*GIVEN INSTRUCTION 1:* Translate this sentence from the happiness project post into Spanish: "I figured if I was nodding in agreement with her findings and misgivings, I could probably benefit from similar tactics."
*GIVEN INSTRUCTION 2:* Reproduce the happiness project post word for word, taking everything from "Not being one" down to "me as well.".

My Happiness Project

I couldn't wait to get my hands on Gretchen Rubin's newest book, Happier at Home.  As I read the forward, I knew this book was right up my alley.  It's as if Gretchen is in my head and is perfectly communicating the thoughts and feelings in my mind - something I've never had the ability to do well.  So reading what someone else has written that corresponds to my thoughts is reassuring.  As I'm nodding in agreement throughout the book, I find myself getting frustrated with myself that I had to read someone else's work to realize what is really going on in my head.  I don't beat myself up too badly though because not everyone has the same talents.  I am not a writer, a poet, or a lecturer and I'm okay with that.

Halfway through the book, I knew I wanted to embark on my own Happiness Project.  I had previously read, "The Happiness Project" and contemplated doing one then, but I never took the time to do it.  I internalized many of her suggestions and mantras but without writing them down, I realized I kept slipping and had nothing to hold myself accountable to.  It didn't take me long in this second book to realize I had dropped the ball the first time around and I vowed to not let this second opportunity pass me by.  

Not being one to overtax my brain, I took the easy(er) way out and used her subject topics as an outline.  I figured if I was nodding in agreement with her findings and misgivings, I could probably benefit from similar tactics.  As a way to hold myself more accountable, I decided to post the Project on here and to report back periodically with my progress.  I have high expectations for myself but I refuse to expect perfection.  I know I'm human and my unhappy side will rear it's ugly head from time to time.  That will only indicate growth, not imperfection.  I want to do this not only for myself, but for my family and those around me as well.

*DATA SHOWN:*

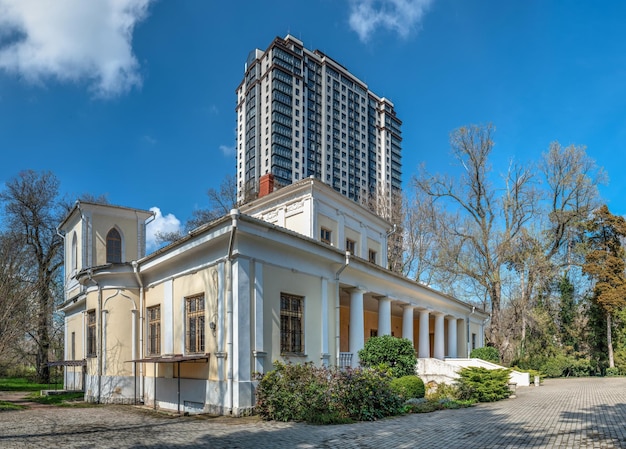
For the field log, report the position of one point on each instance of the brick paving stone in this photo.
(562, 413)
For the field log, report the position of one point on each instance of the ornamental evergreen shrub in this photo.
(395, 354)
(488, 353)
(321, 395)
(483, 385)
(408, 387)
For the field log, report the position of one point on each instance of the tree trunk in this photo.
(609, 340)
(43, 346)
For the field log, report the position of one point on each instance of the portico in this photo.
(364, 314)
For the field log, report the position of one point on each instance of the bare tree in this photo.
(32, 212)
(221, 201)
(478, 222)
(572, 179)
(605, 264)
(15, 297)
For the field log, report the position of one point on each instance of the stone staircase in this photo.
(446, 371)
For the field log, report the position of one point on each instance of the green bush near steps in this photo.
(487, 353)
(319, 395)
(483, 385)
(387, 352)
(408, 387)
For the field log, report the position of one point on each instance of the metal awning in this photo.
(68, 363)
(174, 358)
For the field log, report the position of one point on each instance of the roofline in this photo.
(78, 203)
(340, 253)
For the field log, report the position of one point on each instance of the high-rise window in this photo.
(154, 330)
(194, 343)
(114, 246)
(291, 325)
(91, 333)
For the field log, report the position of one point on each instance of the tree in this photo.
(572, 180)
(604, 263)
(15, 297)
(221, 201)
(32, 213)
(478, 225)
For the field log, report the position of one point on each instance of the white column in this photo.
(424, 341)
(103, 349)
(135, 343)
(407, 322)
(439, 349)
(384, 316)
(167, 321)
(325, 355)
(452, 351)
(259, 353)
(357, 325)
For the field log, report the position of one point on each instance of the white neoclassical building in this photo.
(297, 275)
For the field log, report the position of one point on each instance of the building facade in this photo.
(296, 275)
(302, 114)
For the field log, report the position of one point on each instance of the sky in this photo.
(135, 99)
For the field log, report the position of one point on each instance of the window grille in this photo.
(291, 328)
(195, 324)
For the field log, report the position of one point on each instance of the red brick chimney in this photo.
(266, 185)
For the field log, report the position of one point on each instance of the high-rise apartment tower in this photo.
(302, 114)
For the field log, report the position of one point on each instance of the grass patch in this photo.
(65, 399)
(9, 406)
(22, 384)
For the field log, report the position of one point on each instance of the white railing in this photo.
(345, 360)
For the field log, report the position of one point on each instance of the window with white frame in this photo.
(291, 323)
(194, 311)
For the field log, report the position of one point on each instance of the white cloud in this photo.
(72, 41)
(400, 16)
(227, 151)
(161, 224)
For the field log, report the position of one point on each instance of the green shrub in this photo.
(325, 396)
(366, 394)
(408, 387)
(483, 385)
(443, 391)
(488, 353)
(396, 354)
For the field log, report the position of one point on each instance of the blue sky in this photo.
(135, 99)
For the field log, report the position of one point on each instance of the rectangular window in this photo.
(350, 246)
(194, 343)
(91, 333)
(291, 328)
(325, 235)
(154, 330)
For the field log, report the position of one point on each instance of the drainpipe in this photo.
(338, 308)
(234, 214)
(468, 340)
(100, 340)
(141, 325)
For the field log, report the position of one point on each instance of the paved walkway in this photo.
(570, 413)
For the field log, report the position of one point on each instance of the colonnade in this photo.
(440, 350)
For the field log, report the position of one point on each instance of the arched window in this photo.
(114, 246)
(74, 254)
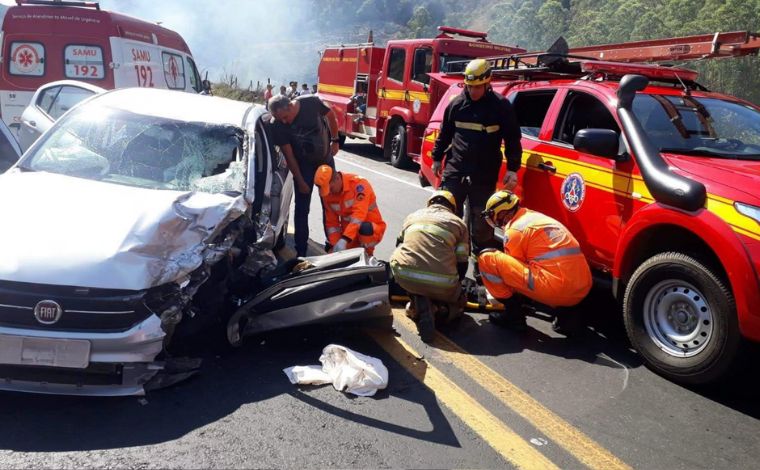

*WRITTEN REPLY 1:* Pensé que, si asentía en señal de acuerdo con sus hallazgos y sus reservas, probablemente podría beneficiarme de tácticas similares.

*WRITTEN REPLY 2:*
Not being one to overtax my brain, I took the easy(er) way out and used her subject topics as an outline.  I figured if I was nodding in agreement with her findings and misgivings, I could probably benefit from similar tactics.  As a way to hold myself more accountable, I decided to post the Project on here and to report back periodically with my progress.  I have high expectations for myself but I refuse to expect perfection.  I know I'm human and my unhappy side will rear it's ugly head from time to time.  That will only indicate growth, not imperfection.  I want to do this not only for myself, but for my family and those around me as well.